- _Description of the task_: Change every "Category" in the listing to "Object class" and give all of it again with nothing else altered. Leave the pictures out of your answer.

Coordinate labeling data
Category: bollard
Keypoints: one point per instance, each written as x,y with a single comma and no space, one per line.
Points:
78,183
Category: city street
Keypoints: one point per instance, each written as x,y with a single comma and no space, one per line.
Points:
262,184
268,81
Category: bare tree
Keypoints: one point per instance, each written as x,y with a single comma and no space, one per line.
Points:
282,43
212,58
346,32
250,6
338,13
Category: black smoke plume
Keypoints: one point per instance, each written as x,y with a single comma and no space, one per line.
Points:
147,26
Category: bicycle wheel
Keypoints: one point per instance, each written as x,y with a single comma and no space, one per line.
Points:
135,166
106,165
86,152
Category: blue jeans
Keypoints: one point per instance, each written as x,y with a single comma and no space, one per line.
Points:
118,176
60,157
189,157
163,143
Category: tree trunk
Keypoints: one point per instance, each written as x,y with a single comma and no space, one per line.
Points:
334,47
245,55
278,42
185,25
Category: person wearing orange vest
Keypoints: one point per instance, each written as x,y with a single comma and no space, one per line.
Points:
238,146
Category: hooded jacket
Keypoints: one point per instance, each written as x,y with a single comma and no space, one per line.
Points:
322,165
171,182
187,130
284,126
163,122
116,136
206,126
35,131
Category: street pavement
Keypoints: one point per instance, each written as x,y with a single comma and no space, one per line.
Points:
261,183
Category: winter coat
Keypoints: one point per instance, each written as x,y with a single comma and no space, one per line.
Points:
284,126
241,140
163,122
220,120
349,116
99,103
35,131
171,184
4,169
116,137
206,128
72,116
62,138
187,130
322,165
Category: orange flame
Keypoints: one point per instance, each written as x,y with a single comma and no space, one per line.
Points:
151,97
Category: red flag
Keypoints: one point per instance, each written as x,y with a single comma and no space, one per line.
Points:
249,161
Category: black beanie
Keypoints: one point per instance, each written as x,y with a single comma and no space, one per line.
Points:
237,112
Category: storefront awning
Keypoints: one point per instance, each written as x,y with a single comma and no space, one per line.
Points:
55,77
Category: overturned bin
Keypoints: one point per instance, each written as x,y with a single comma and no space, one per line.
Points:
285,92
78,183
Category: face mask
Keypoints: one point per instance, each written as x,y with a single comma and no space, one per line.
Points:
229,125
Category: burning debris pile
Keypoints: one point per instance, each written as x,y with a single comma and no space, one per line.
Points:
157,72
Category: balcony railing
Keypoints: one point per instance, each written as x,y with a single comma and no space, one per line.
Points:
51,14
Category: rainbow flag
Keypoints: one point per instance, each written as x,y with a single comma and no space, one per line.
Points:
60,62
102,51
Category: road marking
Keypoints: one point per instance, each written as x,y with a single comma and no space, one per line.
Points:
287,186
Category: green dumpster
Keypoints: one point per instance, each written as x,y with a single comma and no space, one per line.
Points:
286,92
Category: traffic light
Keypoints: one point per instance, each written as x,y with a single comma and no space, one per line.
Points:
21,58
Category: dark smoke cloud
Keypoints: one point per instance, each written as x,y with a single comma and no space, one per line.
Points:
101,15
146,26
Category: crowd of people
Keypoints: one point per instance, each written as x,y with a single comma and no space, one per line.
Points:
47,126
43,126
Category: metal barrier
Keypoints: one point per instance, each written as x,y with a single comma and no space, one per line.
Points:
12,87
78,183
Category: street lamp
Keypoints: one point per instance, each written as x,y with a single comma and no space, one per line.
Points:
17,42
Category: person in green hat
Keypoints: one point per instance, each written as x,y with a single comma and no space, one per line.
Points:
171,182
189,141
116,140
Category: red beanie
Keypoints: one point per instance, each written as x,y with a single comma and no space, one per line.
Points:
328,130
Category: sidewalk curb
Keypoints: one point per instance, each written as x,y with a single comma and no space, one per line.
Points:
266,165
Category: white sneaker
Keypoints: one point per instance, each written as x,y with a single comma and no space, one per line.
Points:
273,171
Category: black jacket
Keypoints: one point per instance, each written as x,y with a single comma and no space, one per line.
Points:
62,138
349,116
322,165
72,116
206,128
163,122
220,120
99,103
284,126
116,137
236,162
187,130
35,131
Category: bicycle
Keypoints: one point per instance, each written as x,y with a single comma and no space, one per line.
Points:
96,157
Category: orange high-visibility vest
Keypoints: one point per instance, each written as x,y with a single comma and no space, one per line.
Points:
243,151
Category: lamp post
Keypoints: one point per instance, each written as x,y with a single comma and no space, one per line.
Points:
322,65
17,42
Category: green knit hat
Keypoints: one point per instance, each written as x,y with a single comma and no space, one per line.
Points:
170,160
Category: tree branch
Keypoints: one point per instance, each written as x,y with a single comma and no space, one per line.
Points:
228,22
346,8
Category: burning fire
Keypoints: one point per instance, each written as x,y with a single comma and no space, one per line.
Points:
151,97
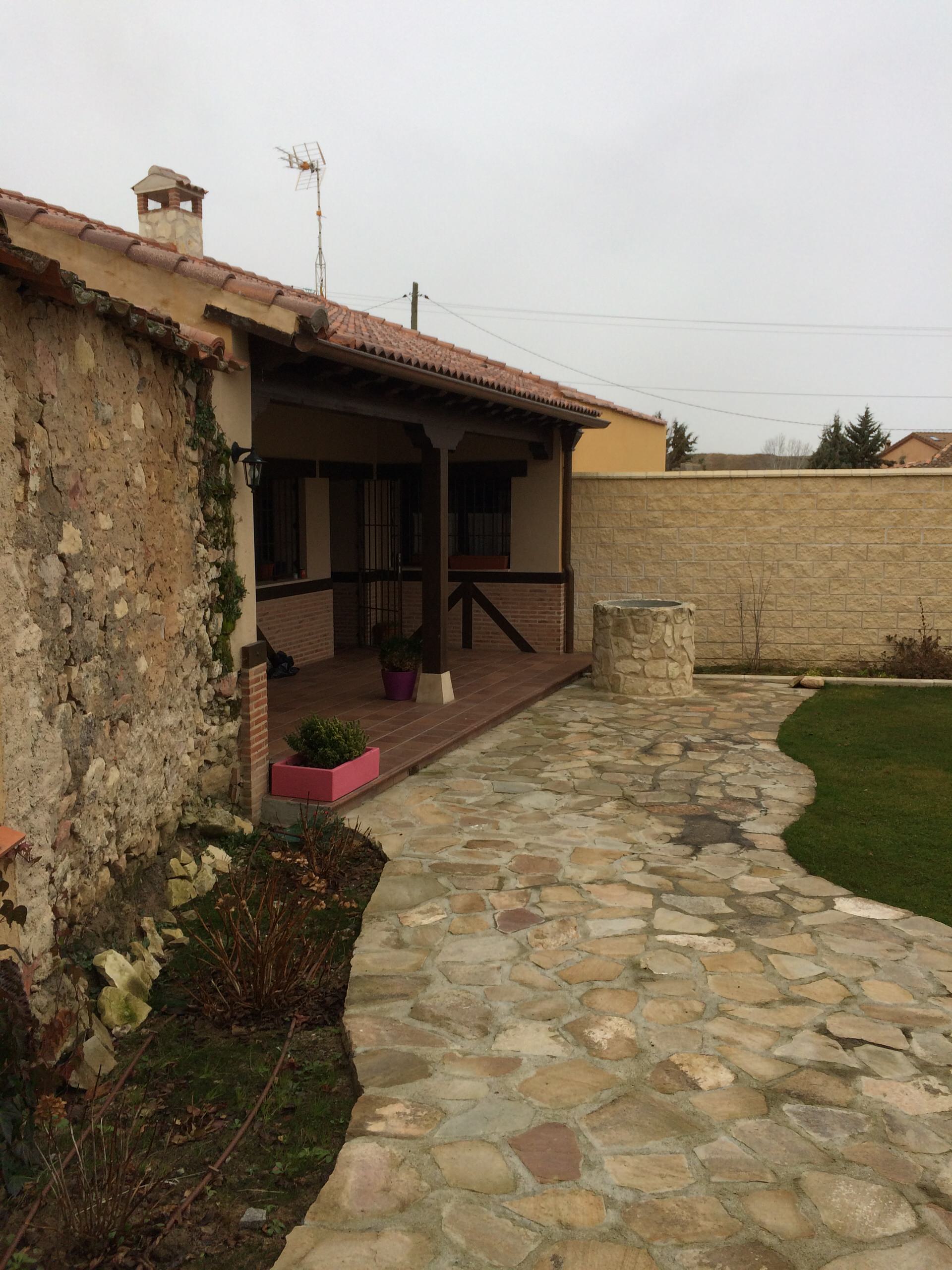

- _Finished answer_:
Object class: bollard
Keypoints: one point per instance, each written as x,y with a single comma and no space, one per line.
Points:
78,183
Object class: city street
Keypoints: one point per instance, each written as x,y with a single comma and no space, one per line.
Points:
262,184
268,81
Object class: bare tree
Keypoints: one point per instance, each written as x,y with a single comma and no space, one per line.
Points:
282,43
212,58
346,32
250,6
338,13
Object class: black smoke plume
Keypoints: one point per instance, each written as x,y with a single comma and no space, one per line.
Points:
147,26
Object class: bicycle wheel
Keypoints: one point per instance, each written as x,y with a single comma and no space, one per line.
Points:
135,166
106,165
86,152
Object class: blue jeans
Keypoints: one point per instance, each written as x,y with a single comma and no space, one per line.
Points:
118,176
60,157
189,157
163,143
Object class: tree trunk
Keypoints: one point per instance, each written as x,y with a single comma and no space, one per line.
Points:
334,47
245,55
278,42
185,25
Object class: person wearing orange vest
Keypoints: one point per instance, each written as x,y with a single comma and no space, one per line.
Points:
238,146
Object class: hooded jacket
Keypoints: one point per instance, each written as x,y with a single comma and no space, one per line.
Points:
322,165
171,182
187,130
284,126
163,122
116,136
206,126
35,131
Object class: street pavement
Keypoints: one point per instance, each written as x,y with a single comma and no space, one per line.
Points:
261,183
Object class: winter coat
Keypoints: one point per instance, each written as x,y with a single comma and no space, one per line.
Points:
284,126
241,140
163,122
220,120
349,116
99,103
35,131
171,184
4,169
116,137
206,128
72,116
62,138
187,130
322,165
Object class: orange flame
Keypoints: one point per instance, each written as x,y with a single comma and no space, one per line.
Points:
151,97
Object class: red flag
Keypoints: one point per instance, each written as x,y with a single comma and no space, one per line.
Points:
249,161
Object class: black beanie
Keypoints: one point per instance, each written as x,y with a single comma and no space, one per line.
Points:
237,112
Object class: storefront awning
Keypoints: one point per instance, each written as x,y with a single comma and no space, one per line.
Points:
55,77
Object class: overturned bin
Keypoints: one point per instance, each written as x,y with a single comma and no space, one per line.
Points:
285,92
78,183
Object class: face mask
Keypoints: one point per instance, each written as x,y with a single comma and no space, one per line.
Points:
229,125
Object class: burning debris pile
Keypoints: one point per instance, each written as x,y with a single comma and no space, one per line.
Points:
157,72
Object class: balcony railing
Keypoints: one point per instance, each written as x,y with a single comma and no space, one per line.
Points:
51,14
Object class: rainbow flag
Keypoints: one point per instance, each written as x,y with a single comma and no space, one per line.
Points:
60,62
102,51
Object class: road marking
Keypoints: one point per instance, each written as x,y with a single comma and no space, one per line.
Points:
287,186
Object class: green dumpster
Keypoints: one point per instance, each written as x,y with a single comma and no space, one per line.
Points:
286,92
Object class: traffic light
Keypoints: one point per instance, each written as x,y with a single comma and no space, one per line.
Points:
21,58
Object class: dark smoke cloud
Keypoints: one point per instance, each written as x,y with a single comma and no space, one per line.
Points:
101,15
146,26
Object class: crowd of people
Keypoints: one point per instance, each written as x,y with a single comma and no space, one per line.
Points:
47,126
43,126
Object class: metal barrier
Keypoints: one point per instance, each written as x,y with a single comma and no space, one per line.
Points:
12,87
78,183
Object class: street lamp
Keypoints: one point per instance, each written as x,y with a single comma and no space, one per line.
Points:
17,42
Object class: person in green hat
Keypoints: one point per instance, each written as x,y with a single comma and no space, one per line.
Points:
171,182
189,141
116,140
Object class: red beanie
Keypoints: one point per instance, each written as x,y with a single comma and no space, one per line.
Points:
328,130
Object class: sidewalk curb
Keypoints: one point per instance, each written as x,y with a single comma and no space, one per line.
Points:
266,165
Object class: white sneaker
Keypoints: one point per instance, each written as x,y with a single comma and no space, one per line.
Points:
273,171
Object class: black jacket
Keypoints: one point per instance, each written as x,y with a single comma and no space, one per line.
Points:
62,138
349,116
322,165
72,116
206,128
163,122
220,120
99,103
284,126
116,137
236,162
187,130
35,131
Object class: bicycle
Keypoints: one point per instance, each written as x,y with a single comma and no space, one per line.
Points:
96,157
Object class: orange high-visibility vest
Keypoints: one point per instance, each written as x,y with a single comma and no space, one per line.
Points:
243,151
Object class: lamp post
Keypoints: one point per instance, each written as x,y with a single comma and no space, one per line.
Points:
322,65
17,42
Object class: green knit hat
Keypoints: one point per instance, each written as x,y with a single comma and no space, one per line.
Points:
170,160
Object class: tree branch
Keypoints: one point per instance, each written as x,y with a single comma and no space, one per line.
Points:
228,22
346,8
Object class: burning fire
Keypoints: one point per instance, each written as x,y with a single comma and no space, one per line.
Points:
151,97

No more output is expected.